**OPDRACHT 1:**
Hoe veranderde volgens het persbericht het werkloosheidspercentage onder etnische minderheden tussen 1994 en 1999?
**OPDRACHT 2:**
Schrijf uit het persbericht letterlijk het stuk over van "Onderzoek naar inactiviteit" tot en met "dat van autochtonen.".
**OPDRACHT 3:**
Zet het persbericht over inactiviteit bij etnische minderheden voort na de laatste zin.

**LEESTEKST:**
- - -

Ministerie van Binnenlandse Zaken en Koninkrijksrelaties

Onderzoek naar inactiviteit etnische minderheden
Een persbericht bij het onderwerp Arbeidsmarktbeleid etnische minderheden

5 april 2001

Het Nederlands Economisch Instituut (NEI) heeft in opdracht van het ministerie van Binnenlandse Zaken en Koninkrijksrelaties en het ministerie van Sociale Zaken en Werkgelegenheid een onderzoek uitgevoerd naar de aard en oorzaken van de inactiviteit bij etnische minderheden.
De werkloosheid onder etnische minderheden is in de periode 1994-1999 afgenomen van 26 naar 14 procent. Hoewel de werkloosheid onder etnische minderheden in verhouding tot autochtonen niet is afgenomen, is de arbeidsmarktsituatie onder etnische minderheden in de afgelopen periode desalniettemin aanzienlijk - en sterker dan onder autochtonen - verbeterd. Onder Molukkers is het werkloosheidspercentage inmiddels al gelijk aan dat van autochtonen.

- - -

**VASTGELEGDE GEGEVENS:**
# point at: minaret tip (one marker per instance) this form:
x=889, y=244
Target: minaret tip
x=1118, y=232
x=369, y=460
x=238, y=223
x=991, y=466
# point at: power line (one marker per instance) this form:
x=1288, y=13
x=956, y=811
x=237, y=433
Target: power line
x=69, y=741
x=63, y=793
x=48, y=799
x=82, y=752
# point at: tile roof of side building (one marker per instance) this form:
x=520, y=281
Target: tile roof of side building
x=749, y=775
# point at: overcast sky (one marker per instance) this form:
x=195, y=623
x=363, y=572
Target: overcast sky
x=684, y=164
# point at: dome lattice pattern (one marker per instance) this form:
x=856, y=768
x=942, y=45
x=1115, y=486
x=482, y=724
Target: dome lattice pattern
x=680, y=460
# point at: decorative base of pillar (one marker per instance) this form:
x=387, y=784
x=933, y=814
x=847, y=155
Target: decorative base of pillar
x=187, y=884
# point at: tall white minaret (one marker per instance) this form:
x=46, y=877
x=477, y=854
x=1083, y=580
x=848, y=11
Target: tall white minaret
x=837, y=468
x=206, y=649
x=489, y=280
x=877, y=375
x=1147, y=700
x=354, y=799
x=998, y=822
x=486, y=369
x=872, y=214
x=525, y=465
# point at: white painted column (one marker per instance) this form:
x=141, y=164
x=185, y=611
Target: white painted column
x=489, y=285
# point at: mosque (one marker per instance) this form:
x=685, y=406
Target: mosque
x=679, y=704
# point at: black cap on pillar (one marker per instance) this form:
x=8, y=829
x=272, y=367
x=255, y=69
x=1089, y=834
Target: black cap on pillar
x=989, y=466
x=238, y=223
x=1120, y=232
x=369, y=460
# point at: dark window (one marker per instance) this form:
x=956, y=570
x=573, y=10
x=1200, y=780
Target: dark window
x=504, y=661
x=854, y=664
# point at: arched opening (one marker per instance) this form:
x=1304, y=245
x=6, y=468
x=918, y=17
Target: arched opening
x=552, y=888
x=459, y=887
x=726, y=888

- - -

**SCHRIFTELIJK ANTWOORD 1:**
Het daalde van 26 naar 14 procent.

**SCHRIFTELIJK ANTWOORD 2:**
Onderzoek naar inactiviteit etnische minderheden
Een persbericht bij het onderwerp Arbeidsmarktbeleid etnische minderheden

5 april 2001

Het Nederlands Economisch Instituut (NEI) heeft in opdracht van het ministerie van Binnenlandse Zaken en Koninkrijksrelaties en het ministerie van Sociale Zaken en Werkgelegenheid een onderzoek uitgevoerd naar de aard en oorzaken van de inactiviteit bij etnische minderheden.
De werkloosheid onder etnische minderheden is in de periode 1994-1999 afgenomen van 26 naar 14 procent. Hoewel de werkloosheid onder etnische minderheden in verhouding tot autochtonen niet is afgenomen, is de arbeidsmarktsituatie onder etnische minderheden in de afgelopen periode desalniettemin aanzienlijk - en sterker dan onder autochtonen - verbeterd. Onder Molukkers is het werkloosheidspercentage inmiddels al gelijk aan dat van autochtonen.

**SCHRIFTELIJK ANTWOORD 3:**
Uit de gegevens van het onderzoek komt een beeld naar voren dat in grote lijnen in overeenstemming is met de recent verschenen CBS-gegevens. Het blijkt dat het aantal niet-werkenden onder etnische minderheden - met name onder Turken en Marokkanen - in verhouding groter is dan onder autochtonen. Etnische minderheden zijn dientengevolge in een grotere mate van een uitkering afhankelijk dan autochtonen. Uit het rapport blijkt overigens wel dat de uitkeringsafhankelijkheid onder etnische minderheden sneller afneemt dan onder autochtonen.
In het NEI-onderzoek worden alle inactieven betrokken, dat wil zeggen personen mét en zonder uitkering. Naast de vier grootste groepen etnische minderheden (Turken, Marokkanen, Surinamers en Antillianen/Arubanen) zijn tevens de overige doelgroepen van het integratiebeleid én autochtonen in het onderzoek betrokken. Het rapport verschaft daarmee een dieper inzicht in de achtergronden, vormen en kenmerken van de inactiviteit van etnische minderheden en autochtonen en de verschillen tussen afzonderlijke deelgroepen.